▶ **Objective**: Repeat, exactly and alone, every line from the line that contains "Test: the pointer marks one pixel per instance of the glowing" to the end of the entries.

::::

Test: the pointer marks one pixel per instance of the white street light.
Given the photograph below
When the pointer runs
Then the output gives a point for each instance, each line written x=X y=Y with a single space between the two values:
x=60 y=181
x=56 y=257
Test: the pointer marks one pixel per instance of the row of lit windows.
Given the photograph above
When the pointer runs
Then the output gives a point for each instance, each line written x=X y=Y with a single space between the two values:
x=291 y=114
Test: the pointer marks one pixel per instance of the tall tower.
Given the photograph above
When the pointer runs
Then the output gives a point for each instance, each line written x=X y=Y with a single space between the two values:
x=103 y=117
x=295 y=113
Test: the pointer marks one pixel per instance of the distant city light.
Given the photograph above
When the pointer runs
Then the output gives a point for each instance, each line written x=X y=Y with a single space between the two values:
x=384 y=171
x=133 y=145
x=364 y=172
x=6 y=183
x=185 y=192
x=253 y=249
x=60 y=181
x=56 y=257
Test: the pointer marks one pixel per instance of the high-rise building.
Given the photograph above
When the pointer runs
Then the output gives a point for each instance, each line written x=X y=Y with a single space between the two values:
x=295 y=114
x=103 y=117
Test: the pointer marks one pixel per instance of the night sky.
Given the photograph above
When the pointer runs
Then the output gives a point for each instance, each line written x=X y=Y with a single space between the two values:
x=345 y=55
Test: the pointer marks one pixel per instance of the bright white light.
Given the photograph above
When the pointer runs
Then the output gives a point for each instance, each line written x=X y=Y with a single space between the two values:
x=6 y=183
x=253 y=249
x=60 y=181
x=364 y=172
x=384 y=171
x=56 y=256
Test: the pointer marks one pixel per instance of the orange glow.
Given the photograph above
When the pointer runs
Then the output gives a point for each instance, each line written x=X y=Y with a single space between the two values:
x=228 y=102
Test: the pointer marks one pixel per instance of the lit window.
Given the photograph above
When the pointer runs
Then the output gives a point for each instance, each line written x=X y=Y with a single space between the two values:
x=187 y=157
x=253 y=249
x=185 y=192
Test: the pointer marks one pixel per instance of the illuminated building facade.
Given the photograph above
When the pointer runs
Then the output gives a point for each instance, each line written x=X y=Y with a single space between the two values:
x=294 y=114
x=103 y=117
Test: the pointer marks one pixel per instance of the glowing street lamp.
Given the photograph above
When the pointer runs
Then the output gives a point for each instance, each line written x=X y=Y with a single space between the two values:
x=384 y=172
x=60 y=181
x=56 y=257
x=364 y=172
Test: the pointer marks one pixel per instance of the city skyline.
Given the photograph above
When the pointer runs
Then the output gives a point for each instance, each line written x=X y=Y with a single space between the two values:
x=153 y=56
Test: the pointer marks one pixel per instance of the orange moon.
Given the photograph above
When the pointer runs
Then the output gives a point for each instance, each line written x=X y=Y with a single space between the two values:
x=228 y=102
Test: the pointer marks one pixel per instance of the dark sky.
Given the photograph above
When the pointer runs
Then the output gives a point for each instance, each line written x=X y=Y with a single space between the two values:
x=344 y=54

::::

▶ **Answer to this task**:
Test: the pointer marks one pixel per instance of the glowing street lamp.
Given the photograph above
When the pointer runs
Then the output gives a point for each instance, each line written x=X y=Y with a single space between the two values:
x=384 y=172
x=60 y=181
x=56 y=257
x=364 y=172
Test: the pointer marks one pixel per instance of the city skyline.
Given the photograph above
When the pointer runs
Then the output gives a point for each instance, each line written x=X y=Y with a single space between the two values:
x=153 y=56
Test: the pointer marks one pixel per instance of the orange moon.
Given the photograph above
When the pointer runs
Then the output gives a point for each instance, each line written x=X y=Y with a single space between the two values:
x=228 y=102
Test: the pointer marks one pixel per instance of the dark sky.
Given the photograph above
When the pointer runs
Then the output gives a point for each instance, each line written x=X y=Y with a single space between the two values:
x=344 y=54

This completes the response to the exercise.